§ Challenge
Format the data starting with the line containing "the man's right" and going on through the line containing "[[180, 133]]" as a two-column CSV with the columns ask and response. Put each text under ask and its answer under response, with every value in one quoted field and line breaks turned into spaces.

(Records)
----------

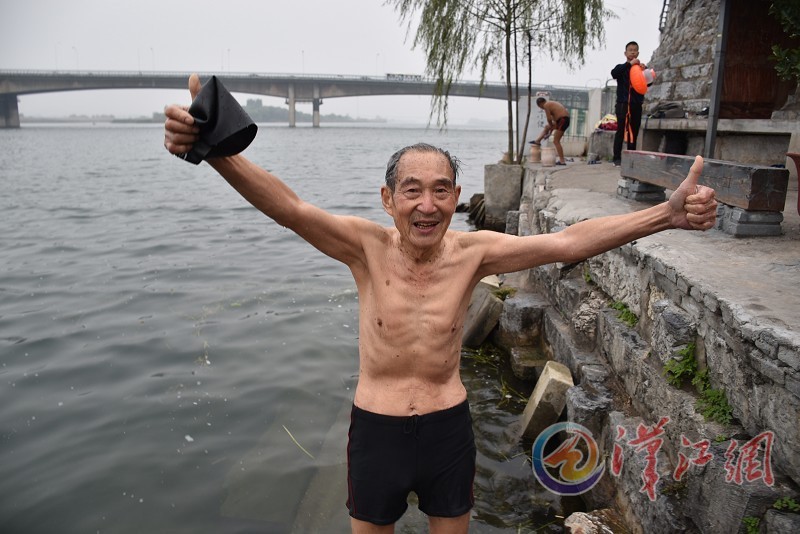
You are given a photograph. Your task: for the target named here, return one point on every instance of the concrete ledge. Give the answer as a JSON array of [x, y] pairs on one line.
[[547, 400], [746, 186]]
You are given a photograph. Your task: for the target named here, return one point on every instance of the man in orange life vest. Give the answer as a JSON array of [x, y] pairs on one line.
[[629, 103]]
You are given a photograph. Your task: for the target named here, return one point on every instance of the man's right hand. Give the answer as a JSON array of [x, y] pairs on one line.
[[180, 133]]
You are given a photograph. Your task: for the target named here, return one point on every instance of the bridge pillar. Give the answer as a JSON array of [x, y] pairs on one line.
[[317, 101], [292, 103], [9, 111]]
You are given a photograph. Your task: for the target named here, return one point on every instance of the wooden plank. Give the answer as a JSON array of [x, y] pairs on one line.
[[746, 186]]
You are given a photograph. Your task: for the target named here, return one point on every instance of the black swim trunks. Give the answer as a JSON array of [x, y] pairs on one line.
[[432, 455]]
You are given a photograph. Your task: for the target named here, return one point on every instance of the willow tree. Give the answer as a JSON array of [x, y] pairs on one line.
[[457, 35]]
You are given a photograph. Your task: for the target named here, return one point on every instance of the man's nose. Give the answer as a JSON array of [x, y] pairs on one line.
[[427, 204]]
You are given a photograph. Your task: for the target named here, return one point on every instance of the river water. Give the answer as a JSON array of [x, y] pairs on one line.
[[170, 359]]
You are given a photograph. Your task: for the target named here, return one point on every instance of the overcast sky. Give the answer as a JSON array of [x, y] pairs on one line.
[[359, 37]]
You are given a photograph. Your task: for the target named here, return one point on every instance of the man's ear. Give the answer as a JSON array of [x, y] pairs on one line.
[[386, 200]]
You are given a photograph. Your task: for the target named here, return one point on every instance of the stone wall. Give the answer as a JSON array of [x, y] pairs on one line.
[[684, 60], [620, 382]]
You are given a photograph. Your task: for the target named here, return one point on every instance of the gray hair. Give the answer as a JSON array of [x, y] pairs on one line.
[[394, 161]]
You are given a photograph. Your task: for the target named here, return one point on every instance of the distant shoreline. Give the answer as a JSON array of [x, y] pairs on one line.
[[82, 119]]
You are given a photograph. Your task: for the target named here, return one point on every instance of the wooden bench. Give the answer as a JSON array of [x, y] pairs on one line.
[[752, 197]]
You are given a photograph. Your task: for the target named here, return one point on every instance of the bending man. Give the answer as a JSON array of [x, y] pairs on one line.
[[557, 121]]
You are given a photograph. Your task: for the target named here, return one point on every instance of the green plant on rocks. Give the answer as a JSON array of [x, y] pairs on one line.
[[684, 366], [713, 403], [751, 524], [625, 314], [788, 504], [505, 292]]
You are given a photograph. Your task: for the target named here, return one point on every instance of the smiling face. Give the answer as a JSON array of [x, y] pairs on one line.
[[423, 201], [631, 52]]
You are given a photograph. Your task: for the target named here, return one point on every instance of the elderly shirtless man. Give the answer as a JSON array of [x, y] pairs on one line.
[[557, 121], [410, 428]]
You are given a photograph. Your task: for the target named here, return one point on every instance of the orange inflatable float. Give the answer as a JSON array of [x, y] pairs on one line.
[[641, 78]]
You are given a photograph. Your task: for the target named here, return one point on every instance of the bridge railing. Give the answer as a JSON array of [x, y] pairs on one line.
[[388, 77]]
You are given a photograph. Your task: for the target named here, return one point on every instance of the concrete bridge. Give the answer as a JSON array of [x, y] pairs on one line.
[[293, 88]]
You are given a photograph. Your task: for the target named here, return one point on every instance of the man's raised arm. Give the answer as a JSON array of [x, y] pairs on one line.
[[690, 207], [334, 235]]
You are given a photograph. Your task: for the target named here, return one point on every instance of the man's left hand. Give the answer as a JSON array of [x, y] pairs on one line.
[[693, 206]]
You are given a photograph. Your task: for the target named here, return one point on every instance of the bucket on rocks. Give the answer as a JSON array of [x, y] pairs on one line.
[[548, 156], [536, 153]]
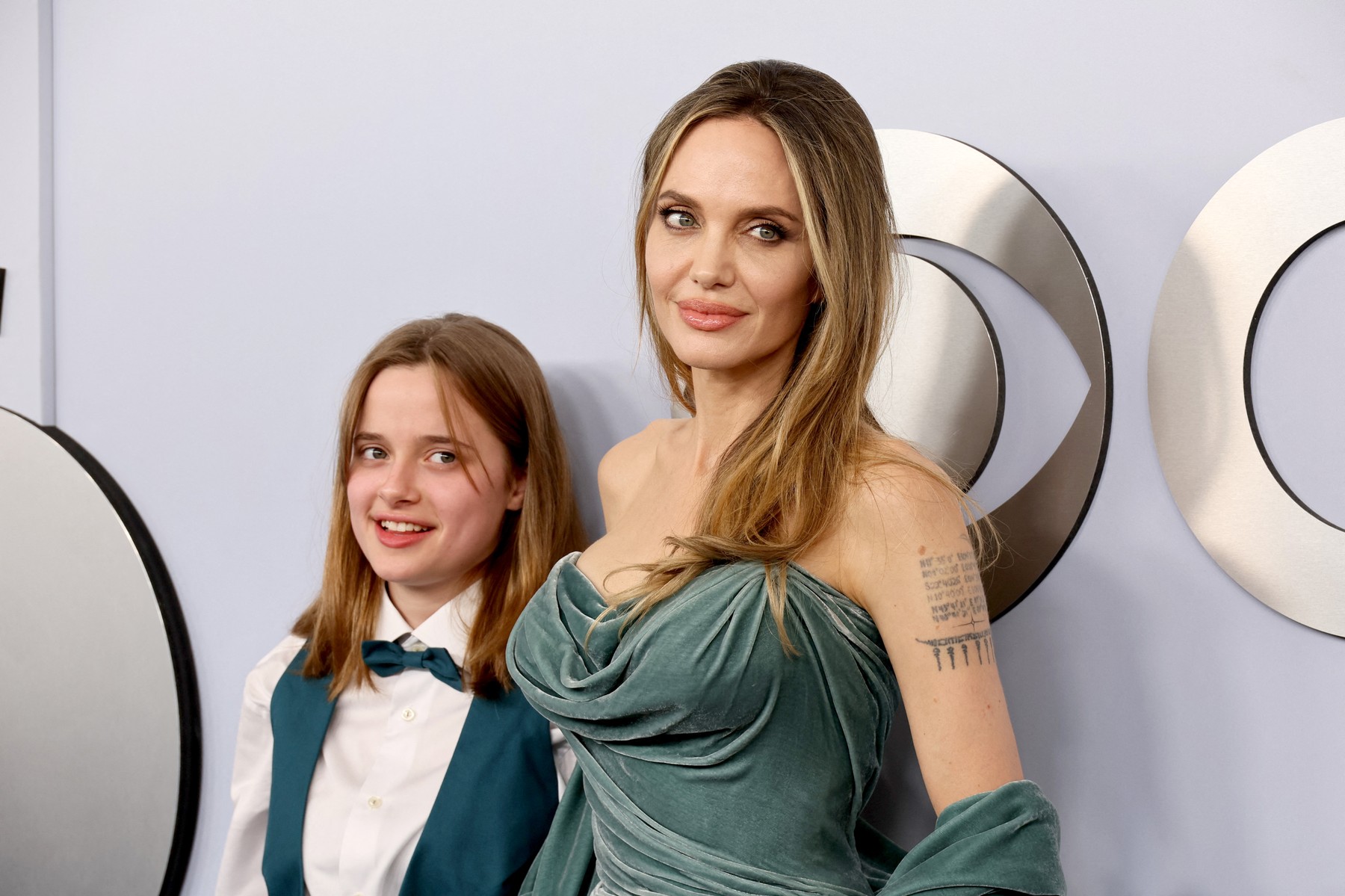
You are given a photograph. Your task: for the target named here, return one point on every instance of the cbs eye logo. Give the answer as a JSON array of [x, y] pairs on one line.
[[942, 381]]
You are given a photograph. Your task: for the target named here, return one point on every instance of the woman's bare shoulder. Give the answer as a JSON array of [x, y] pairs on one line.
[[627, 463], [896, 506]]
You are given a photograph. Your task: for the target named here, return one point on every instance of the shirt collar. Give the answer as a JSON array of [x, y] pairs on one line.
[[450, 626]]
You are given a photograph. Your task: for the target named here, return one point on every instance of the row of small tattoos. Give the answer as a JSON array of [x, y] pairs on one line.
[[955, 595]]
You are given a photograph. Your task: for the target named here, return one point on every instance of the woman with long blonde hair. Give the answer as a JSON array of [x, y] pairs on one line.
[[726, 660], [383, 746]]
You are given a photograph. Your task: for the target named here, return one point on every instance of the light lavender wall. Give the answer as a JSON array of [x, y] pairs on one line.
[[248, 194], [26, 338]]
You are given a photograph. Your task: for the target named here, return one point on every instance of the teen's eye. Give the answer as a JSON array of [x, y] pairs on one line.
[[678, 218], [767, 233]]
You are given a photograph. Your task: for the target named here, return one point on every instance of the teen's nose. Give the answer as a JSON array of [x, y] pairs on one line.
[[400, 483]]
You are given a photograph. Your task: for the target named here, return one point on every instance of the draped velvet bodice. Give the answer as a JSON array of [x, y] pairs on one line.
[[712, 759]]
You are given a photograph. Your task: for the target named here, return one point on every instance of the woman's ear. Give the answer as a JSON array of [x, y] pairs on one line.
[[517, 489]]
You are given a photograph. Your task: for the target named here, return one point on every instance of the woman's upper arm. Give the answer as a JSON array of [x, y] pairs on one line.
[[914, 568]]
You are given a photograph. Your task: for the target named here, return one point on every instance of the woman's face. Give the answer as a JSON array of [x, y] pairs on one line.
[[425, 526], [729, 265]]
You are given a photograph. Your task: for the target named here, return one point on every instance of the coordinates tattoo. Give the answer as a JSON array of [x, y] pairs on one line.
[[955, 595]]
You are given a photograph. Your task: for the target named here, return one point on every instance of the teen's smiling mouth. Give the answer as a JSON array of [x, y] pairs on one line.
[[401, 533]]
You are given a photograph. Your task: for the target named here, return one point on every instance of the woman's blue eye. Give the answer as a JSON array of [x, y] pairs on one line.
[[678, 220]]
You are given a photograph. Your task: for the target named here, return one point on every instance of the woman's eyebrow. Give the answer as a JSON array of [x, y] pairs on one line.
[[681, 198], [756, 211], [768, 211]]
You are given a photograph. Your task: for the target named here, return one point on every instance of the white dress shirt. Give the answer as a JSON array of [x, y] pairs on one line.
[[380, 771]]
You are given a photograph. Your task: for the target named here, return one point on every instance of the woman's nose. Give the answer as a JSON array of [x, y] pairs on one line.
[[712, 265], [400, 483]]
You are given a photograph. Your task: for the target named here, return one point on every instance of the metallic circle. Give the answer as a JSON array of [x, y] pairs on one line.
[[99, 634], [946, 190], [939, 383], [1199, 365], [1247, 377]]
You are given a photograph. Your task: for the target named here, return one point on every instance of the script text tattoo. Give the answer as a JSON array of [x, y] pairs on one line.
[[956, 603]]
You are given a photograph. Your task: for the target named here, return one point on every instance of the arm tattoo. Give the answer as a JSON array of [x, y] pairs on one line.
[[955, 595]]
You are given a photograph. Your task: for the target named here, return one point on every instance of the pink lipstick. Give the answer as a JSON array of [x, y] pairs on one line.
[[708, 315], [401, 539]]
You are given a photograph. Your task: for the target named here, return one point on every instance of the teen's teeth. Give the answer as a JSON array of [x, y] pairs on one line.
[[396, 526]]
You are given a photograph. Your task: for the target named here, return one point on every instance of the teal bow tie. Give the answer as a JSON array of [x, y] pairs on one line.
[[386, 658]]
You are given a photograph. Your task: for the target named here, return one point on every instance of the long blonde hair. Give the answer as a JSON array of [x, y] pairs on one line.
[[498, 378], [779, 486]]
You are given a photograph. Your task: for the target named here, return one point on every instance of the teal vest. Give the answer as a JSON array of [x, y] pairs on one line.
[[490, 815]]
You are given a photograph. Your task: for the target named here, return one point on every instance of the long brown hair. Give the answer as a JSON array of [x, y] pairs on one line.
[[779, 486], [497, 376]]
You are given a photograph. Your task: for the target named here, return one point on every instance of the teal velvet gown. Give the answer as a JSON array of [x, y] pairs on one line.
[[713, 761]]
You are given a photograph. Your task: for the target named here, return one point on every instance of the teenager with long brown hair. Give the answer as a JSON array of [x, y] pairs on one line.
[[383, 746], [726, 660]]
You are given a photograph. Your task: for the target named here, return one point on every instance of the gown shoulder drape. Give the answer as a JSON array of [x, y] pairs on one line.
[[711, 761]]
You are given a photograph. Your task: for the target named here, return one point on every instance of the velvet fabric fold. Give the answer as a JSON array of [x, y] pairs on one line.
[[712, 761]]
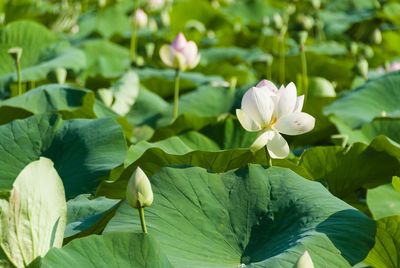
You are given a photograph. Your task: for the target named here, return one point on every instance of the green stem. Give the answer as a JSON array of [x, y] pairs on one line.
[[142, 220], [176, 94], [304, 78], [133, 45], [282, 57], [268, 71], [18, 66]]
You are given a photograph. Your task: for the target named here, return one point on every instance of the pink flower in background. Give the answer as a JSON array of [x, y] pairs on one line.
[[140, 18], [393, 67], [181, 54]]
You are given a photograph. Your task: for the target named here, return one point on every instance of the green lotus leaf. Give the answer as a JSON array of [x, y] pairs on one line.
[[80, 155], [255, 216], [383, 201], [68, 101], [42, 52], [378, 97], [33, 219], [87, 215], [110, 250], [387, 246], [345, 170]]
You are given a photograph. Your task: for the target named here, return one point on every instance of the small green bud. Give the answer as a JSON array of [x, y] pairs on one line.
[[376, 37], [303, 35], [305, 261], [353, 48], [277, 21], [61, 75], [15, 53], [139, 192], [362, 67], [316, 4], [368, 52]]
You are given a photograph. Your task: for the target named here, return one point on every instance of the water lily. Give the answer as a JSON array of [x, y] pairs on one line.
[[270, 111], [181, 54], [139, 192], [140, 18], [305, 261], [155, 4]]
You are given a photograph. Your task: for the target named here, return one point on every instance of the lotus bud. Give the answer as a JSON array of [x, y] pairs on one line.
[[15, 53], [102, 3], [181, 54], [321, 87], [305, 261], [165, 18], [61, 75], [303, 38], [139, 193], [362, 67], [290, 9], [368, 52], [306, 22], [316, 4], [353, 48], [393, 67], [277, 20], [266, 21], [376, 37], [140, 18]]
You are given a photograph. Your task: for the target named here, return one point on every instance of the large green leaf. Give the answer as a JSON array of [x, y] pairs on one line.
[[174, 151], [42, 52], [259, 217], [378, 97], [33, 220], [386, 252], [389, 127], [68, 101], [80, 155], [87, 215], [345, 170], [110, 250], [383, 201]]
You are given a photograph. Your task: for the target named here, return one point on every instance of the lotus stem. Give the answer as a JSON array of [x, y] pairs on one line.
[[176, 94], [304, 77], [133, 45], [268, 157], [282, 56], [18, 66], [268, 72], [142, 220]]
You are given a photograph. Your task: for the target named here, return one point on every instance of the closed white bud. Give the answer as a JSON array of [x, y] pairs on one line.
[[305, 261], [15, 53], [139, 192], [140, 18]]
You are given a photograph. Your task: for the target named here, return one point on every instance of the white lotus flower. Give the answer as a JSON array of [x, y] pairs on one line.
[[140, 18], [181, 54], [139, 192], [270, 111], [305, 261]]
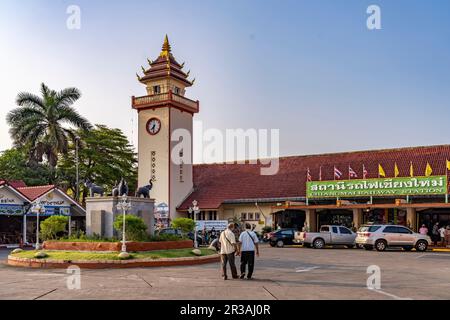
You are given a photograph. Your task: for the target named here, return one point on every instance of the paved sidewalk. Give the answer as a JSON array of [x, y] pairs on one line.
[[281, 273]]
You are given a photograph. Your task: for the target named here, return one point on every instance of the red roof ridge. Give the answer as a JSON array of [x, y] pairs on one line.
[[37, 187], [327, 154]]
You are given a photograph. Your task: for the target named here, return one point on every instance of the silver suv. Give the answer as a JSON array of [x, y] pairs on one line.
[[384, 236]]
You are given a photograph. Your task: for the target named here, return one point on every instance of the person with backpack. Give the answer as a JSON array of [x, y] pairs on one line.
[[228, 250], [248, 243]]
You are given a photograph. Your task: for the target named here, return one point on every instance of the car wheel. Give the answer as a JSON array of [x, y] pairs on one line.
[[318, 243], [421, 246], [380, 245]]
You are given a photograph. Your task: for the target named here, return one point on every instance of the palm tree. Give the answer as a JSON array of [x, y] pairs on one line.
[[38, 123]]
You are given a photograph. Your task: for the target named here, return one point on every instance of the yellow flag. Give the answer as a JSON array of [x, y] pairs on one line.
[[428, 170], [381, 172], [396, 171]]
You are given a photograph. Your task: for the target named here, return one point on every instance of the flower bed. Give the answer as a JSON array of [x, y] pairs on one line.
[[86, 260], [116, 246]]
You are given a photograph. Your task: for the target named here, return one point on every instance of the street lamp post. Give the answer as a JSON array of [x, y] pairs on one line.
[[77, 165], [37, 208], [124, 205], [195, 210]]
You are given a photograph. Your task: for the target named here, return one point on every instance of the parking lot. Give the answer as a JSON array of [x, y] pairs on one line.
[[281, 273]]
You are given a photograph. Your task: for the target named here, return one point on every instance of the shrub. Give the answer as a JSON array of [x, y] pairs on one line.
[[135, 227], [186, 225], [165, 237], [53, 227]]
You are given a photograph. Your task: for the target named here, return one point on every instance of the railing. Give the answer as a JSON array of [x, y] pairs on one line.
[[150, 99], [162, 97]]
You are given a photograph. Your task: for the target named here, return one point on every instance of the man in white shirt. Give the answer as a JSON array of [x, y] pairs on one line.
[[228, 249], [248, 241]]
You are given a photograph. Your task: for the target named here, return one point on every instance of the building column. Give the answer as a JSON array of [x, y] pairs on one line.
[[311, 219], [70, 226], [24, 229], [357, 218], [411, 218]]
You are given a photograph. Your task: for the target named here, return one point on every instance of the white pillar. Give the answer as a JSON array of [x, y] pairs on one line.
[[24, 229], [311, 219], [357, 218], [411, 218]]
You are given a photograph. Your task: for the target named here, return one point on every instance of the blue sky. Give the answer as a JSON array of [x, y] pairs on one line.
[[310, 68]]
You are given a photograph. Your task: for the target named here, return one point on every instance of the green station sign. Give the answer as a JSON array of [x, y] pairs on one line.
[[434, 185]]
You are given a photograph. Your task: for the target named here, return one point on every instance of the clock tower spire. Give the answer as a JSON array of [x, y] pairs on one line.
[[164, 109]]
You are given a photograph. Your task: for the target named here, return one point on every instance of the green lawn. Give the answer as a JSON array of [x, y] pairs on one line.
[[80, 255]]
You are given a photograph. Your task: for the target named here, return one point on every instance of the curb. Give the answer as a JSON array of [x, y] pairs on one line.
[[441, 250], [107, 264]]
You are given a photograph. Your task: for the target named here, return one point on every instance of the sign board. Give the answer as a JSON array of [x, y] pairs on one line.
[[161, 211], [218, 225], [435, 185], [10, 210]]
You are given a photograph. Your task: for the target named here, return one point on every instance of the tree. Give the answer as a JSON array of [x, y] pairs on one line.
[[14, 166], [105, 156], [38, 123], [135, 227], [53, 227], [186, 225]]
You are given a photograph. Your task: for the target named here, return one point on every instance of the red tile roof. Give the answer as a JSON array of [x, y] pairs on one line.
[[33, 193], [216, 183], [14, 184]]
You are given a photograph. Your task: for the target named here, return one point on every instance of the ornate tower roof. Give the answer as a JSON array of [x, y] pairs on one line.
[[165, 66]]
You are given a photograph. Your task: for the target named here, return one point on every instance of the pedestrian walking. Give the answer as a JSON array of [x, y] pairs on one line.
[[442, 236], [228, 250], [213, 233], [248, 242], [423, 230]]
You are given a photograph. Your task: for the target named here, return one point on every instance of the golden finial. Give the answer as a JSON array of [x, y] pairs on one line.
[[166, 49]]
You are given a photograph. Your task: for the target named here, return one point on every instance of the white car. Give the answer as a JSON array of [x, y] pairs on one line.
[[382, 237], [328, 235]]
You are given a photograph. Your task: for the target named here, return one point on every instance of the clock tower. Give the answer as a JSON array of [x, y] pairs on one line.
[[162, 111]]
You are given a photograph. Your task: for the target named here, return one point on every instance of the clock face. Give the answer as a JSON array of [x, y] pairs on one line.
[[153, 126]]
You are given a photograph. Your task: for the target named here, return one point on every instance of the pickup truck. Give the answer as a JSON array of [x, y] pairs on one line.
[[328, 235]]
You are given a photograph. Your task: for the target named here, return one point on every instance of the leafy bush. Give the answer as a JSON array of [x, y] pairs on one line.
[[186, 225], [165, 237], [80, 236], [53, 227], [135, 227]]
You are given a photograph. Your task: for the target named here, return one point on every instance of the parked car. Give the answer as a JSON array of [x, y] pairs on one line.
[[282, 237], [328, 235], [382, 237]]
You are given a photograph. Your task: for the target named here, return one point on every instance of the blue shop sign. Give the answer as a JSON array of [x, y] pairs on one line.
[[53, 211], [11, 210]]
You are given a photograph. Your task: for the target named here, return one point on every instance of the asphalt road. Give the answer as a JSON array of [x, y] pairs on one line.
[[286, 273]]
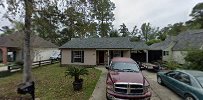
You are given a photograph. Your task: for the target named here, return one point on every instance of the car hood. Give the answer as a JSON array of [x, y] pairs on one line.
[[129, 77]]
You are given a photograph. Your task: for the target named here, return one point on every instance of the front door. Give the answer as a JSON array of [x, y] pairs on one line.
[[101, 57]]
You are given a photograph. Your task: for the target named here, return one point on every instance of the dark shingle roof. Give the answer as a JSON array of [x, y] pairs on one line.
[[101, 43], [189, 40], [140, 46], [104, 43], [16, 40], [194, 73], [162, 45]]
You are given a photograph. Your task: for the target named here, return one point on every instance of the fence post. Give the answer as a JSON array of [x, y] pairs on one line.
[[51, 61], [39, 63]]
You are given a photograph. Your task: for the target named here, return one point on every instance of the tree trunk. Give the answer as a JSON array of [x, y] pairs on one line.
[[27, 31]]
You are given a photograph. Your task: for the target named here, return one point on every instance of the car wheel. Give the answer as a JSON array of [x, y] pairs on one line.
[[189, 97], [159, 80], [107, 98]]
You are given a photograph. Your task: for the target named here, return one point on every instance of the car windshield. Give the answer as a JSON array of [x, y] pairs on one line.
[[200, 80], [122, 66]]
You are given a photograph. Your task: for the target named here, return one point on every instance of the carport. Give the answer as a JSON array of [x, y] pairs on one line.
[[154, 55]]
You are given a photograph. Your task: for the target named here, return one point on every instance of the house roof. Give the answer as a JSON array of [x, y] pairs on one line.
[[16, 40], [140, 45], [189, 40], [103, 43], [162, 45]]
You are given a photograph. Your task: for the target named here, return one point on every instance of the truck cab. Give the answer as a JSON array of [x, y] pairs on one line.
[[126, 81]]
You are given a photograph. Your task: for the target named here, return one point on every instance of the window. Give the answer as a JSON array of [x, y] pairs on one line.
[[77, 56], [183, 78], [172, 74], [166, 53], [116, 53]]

----------

§ Response to the exercise
ask,response
"You are given a photograph. Your task: for the target named here, return one point on every instance of the man's right hand. Give the answer as a JSON array of [x, y] pairs on one line.","[[180, 133]]"